TASK STATEMENT: Render the data, from its first line up to and including the line containing "column 338, row 322", as a Markdown table with the columns Index and Text, numbering each line in Index and skipping blank lines. Leave the pictures out of the table.
***
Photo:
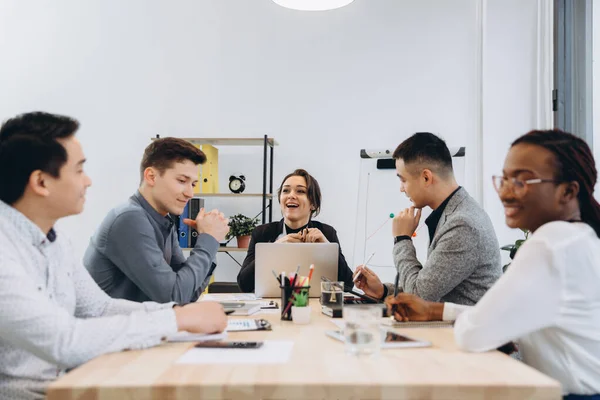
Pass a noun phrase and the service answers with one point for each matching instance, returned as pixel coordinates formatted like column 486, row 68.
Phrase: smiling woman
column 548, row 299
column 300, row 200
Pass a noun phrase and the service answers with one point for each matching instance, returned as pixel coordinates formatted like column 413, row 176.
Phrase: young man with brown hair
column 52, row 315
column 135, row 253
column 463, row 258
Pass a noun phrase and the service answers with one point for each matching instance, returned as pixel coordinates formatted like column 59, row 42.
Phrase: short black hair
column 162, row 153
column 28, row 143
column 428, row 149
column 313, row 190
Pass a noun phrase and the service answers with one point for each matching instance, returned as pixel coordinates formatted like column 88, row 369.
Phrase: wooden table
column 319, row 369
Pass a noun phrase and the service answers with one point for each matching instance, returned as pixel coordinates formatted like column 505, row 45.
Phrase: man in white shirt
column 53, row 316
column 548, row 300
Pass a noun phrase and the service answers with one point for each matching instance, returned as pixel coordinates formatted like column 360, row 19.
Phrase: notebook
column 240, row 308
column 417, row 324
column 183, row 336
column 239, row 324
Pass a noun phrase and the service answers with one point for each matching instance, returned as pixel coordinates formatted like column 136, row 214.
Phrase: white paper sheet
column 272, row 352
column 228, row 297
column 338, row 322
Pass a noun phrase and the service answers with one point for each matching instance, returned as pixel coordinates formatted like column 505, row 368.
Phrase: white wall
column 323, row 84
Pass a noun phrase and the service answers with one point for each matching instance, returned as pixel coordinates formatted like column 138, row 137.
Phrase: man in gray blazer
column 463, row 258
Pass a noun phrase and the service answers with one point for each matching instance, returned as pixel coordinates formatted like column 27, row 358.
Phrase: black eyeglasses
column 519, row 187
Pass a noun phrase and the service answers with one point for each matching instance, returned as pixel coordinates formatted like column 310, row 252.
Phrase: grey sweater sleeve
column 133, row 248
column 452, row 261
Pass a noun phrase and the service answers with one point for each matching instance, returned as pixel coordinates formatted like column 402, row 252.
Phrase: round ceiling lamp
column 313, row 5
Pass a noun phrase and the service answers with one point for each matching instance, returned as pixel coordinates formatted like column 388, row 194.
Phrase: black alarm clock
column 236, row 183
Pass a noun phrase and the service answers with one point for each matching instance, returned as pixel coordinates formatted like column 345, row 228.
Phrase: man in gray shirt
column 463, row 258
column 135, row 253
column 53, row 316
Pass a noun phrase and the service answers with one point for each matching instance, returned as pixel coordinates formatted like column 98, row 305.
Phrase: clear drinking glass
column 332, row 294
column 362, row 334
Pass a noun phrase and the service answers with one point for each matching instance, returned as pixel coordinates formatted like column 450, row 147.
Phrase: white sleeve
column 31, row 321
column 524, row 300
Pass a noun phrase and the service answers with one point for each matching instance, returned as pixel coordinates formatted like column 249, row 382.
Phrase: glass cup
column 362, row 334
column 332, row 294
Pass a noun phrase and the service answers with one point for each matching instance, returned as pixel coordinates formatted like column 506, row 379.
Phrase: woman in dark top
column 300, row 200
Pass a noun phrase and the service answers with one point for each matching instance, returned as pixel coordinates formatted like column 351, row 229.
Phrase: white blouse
***
IN RESPONSE:
| Index | Text |
|---|---|
| 1 | Photo: |
| 2 | Pass a noun phrase and the service answers with one point for each matching instance, returned as pixel coordinates formatted like column 486, row 68. |
| 3 | Phrase: smiling woman |
| 4 | column 548, row 299 |
| 5 | column 300, row 200 |
| 6 | Pass a noun phrase and the service answers with one point for each matching instance, returned as pixel coordinates formatted like column 413, row 176. |
| 7 | Phrase: young man with brown hair |
| 8 | column 52, row 315 |
| 9 | column 135, row 253 |
| 10 | column 463, row 258 |
| 11 | Pass a noun phrase and the service answers with one point for each matching instance, returned as pixel coordinates formatted like column 59, row 42. |
| 12 | Phrase: short black hair |
| 13 | column 162, row 153 |
| 14 | column 28, row 143 |
| 15 | column 428, row 149 |
| 16 | column 313, row 190 |
| 17 | Pass a noun phrase and the service answers with one point for each matching instance, returned as pixel coordinates formatted like column 88, row 369. |
| 18 | Phrase: wooden table |
| 19 | column 319, row 369 |
| 20 | Pass a noun phrase and the service answers with one point for each matching instance, returned as pixel coordinates formatted like column 505, row 45. |
| 21 | Phrase: man in white shirt |
| 22 | column 53, row 316 |
| 23 | column 548, row 300 |
| 24 | Pass a noun phrase and the service answers with one point for each matching instance, returned as pixel coordinates formatted like column 360, row 19. |
| 25 | Phrase: notebook |
| 26 | column 240, row 308 |
| 27 | column 417, row 324 |
| 28 | column 183, row 336 |
| 29 | column 239, row 324 |
| 30 | Pass a noun phrase and the service answers with one point for each matching instance, returned as pixel coordinates formatted like column 136, row 214. |
| 31 | Phrase: white paper sheet |
| 32 | column 272, row 352 |
| 33 | column 228, row 297 |
| 34 | column 338, row 322 |